PROBLEM REQUIREMENTS:
Every record should be repeated exactly, except that pictures are left out.
══════
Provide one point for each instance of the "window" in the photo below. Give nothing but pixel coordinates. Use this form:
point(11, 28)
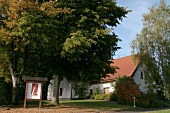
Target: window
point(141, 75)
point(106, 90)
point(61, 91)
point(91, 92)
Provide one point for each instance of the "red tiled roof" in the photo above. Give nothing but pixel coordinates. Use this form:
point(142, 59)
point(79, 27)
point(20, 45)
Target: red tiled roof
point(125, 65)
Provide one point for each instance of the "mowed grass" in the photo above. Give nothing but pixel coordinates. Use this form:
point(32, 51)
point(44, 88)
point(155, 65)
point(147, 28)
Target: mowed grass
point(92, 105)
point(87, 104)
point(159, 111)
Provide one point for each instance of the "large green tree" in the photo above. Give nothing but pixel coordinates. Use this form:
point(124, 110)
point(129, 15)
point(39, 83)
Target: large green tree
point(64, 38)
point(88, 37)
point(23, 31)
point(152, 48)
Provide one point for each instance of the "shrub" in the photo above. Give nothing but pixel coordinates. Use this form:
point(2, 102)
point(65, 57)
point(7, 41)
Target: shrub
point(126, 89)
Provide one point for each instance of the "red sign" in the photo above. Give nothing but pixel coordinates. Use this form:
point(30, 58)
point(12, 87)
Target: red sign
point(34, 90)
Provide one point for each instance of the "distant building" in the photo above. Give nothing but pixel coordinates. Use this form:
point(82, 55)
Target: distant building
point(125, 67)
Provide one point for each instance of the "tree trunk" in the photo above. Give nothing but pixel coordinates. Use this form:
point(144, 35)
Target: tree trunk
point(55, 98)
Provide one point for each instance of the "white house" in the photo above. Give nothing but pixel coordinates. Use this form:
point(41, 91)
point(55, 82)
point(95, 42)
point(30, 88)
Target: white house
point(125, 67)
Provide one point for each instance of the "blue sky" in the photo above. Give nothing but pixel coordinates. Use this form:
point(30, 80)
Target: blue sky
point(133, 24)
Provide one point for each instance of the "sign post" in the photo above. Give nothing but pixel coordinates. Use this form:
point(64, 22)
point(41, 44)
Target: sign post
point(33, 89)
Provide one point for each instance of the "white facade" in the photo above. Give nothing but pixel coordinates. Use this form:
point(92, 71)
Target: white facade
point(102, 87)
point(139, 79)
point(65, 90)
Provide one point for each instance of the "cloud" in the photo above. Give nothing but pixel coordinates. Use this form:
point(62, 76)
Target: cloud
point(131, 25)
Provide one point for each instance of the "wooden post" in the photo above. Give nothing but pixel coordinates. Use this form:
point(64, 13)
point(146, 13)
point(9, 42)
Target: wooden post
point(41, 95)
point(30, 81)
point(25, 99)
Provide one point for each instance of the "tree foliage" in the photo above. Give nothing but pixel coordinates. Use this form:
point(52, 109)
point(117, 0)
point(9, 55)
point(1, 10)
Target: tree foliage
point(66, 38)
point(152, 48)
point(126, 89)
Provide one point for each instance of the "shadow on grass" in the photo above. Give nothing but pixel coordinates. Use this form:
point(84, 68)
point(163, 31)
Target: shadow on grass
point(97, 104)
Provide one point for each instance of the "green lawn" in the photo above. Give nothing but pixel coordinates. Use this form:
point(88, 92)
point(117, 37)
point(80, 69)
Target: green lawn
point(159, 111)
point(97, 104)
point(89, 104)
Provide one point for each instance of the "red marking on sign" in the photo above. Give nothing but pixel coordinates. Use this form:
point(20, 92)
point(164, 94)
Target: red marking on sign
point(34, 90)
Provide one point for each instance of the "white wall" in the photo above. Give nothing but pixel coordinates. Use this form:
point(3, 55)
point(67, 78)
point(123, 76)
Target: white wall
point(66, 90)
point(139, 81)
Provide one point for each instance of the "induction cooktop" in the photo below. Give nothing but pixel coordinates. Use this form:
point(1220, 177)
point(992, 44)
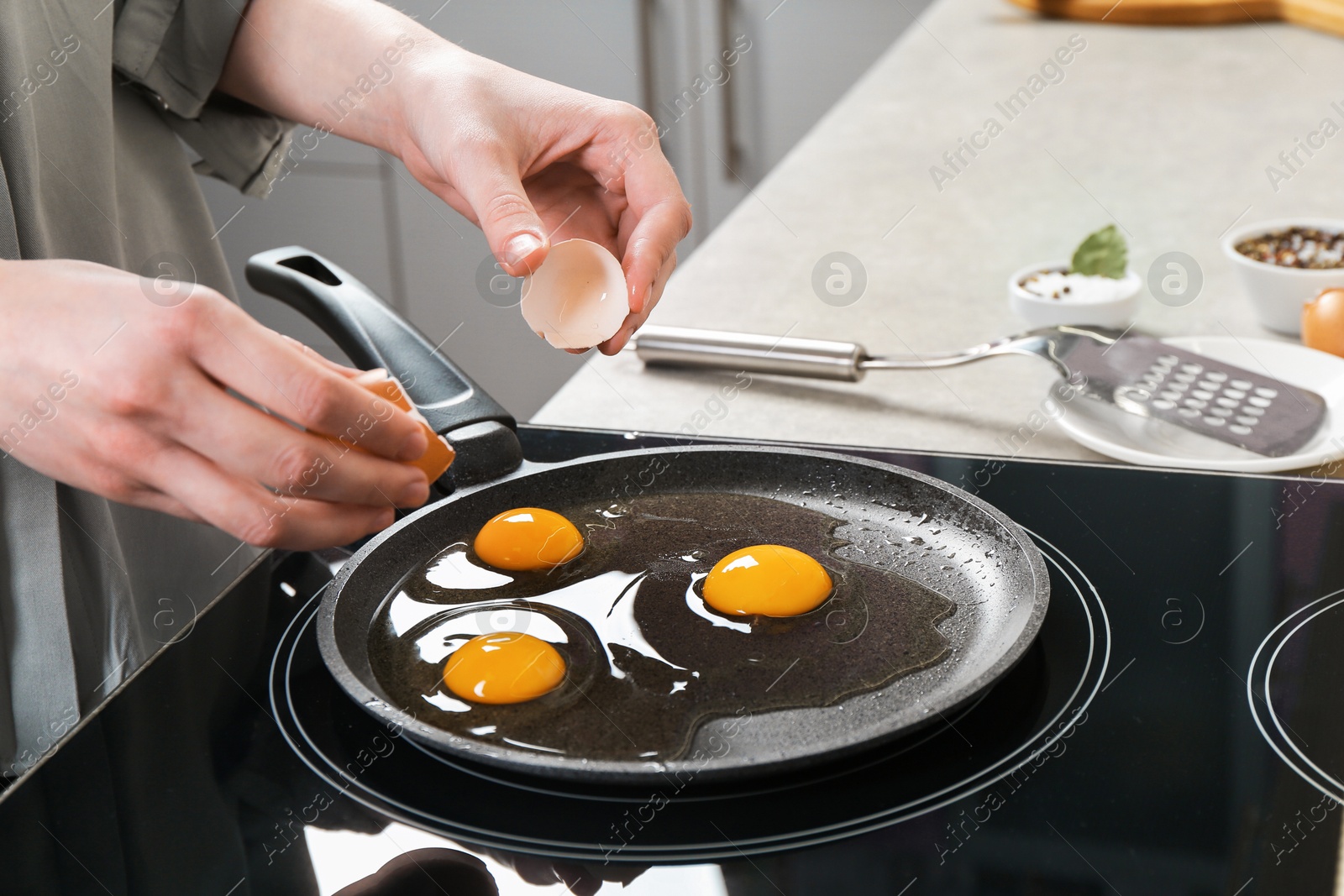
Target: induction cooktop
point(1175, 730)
══════
COMPLETED EXERCISE:
Provide one point for each instance of the "window" in the photo below. Give nothing but pixel coordinates. Use this form:
point(11, 28)
Target: window
point(141, 75)
point(106, 90)
point(61, 91)
point(91, 92)
Provide one point for each instance of the "red tiled roof" in the photo above. Give nothing but pixel coordinates. Use this form:
point(142, 59)
point(79, 27)
point(20, 45)
Target: red tiled roof
point(125, 65)
Provide one point for each instance of the "mowed grass" in the photo above. Give nothing but pixel coordinates. Use this form:
point(32, 51)
point(44, 88)
point(155, 65)
point(147, 28)
Target: mowed grass
point(92, 105)
point(87, 104)
point(159, 111)
Provide one point for each instance of the "large green tree" in the photo above. Give nothing but pixel coordinates. Use this form:
point(124, 110)
point(129, 15)
point(39, 83)
Target: large green tree
point(64, 38)
point(88, 37)
point(23, 31)
point(152, 48)
Provide one point for each instance of the "shrub" in the photo above. Give nothing but pixel coordinates. Use this form:
point(2, 102)
point(65, 57)
point(7, 41)
Target: shrub
point(126, 89)
Provide one point for each instance of the "red sign" in the photo above. Give nothing but pixel coordinates. Use this form:
point(30, 58)
point(12, 87)
Target: red sign
point(34, 90)
Provide one point for each instance of the "distant building" in the photo above. Give nothing but pixel coordinates. Use this form:
point(82, 55)
Target: distant building
point(125, 67)
Provide one point for each instance of the "tree trunk" in the photo above. Give nothing but pixel coordinates. Use this form:
point(144, 35)
Target: tree trunk
point(55, 98)
Provide one point for each instance of the "white house" in the photo above. Give nothing but pixel coordinates. Use this form:
point(41, 91)
point(55, 82)
point(95, 42)
point(30, 88)
Target: white house
point(125, 67)
Provide one point for each instance of the "blue sky" in the photo above. Give nothing but pixel coordinates. Use this form:
point(30, 80)
Target: blue sky
point(133, 24)
Provide one point for each instance of the "sign post" in the photo above. Give nothing but pixel coordinates. Use this form:
point(64, 22)
point(41, 44)
Target: sign post
point(33, 89)
Provide one point for each instance of the "white facade" in the photo above. Give nothing but pixel coordinates. Use this form:
point(92, 71)
Target: white facade
point(102, 87)
point(139, 79)
point(65, 90)
Provide one point for each instance of the "cloud" in the photo above. Give nothing but pixel coordinates. Use this form:
point(62, 76)
Target: cloud
point(131, 25)
Provide one point for each instance of the "wooden post" in the photo above. Give nothing but pixel coordinates. Use this form:
point(64, 13)
point(146, 13)
point(9, 42)
Target: wooden post
point(41, 95)
point(30, 81)
point(25, 99)
Provide one point for each instance of the "tree foliage" in the photo above. Give nothing but pixel coordinates. Use this form:
point(52, 109)
point(117, 0)
point(9, 55)
point(1, 10)
Target: tree foliage
point(66, 38)
point(152, 48)
point(126, 89)
Provide one point for each instance of the "shadow on grass" in the photo above. Give nothing but pixel coordinates. Use this form:
point(84, 68)
point(163, 31)
Target: shadow on grass
point(97, 104)
Provide one point for each instance of the "green lawn" in the photo above. Give nothing but pixel coordinates. Use this form:
point(88, 92)
point(117, 37)
point(80, 69)
Target: green lawn
point(159, 111)
point(97, 104)
point(89, 104)
Provide one point for each instance of the "red marking on sign" in the photo above. Give nothing but pixel coordinates. Use this form:
point(20, 92)
point(164, 94)
Target: red marking on sign
point(34, 90)
Provide one point for each instance of the "white wall" in the photo above. Give nothing but pixel coordinates. Use this form:
point(3, 55)
point(67, 78)
point(123, 76)
Target: white wall
point(66, 90)
point(139, 81)
Provide one point for each instance of the "induction cooktop" in the photo below. Give nothing but pixel coordinates. Use this form:
point(1220, 177)
point(992, 44)
Target: induction cooktop
point(1175, 730)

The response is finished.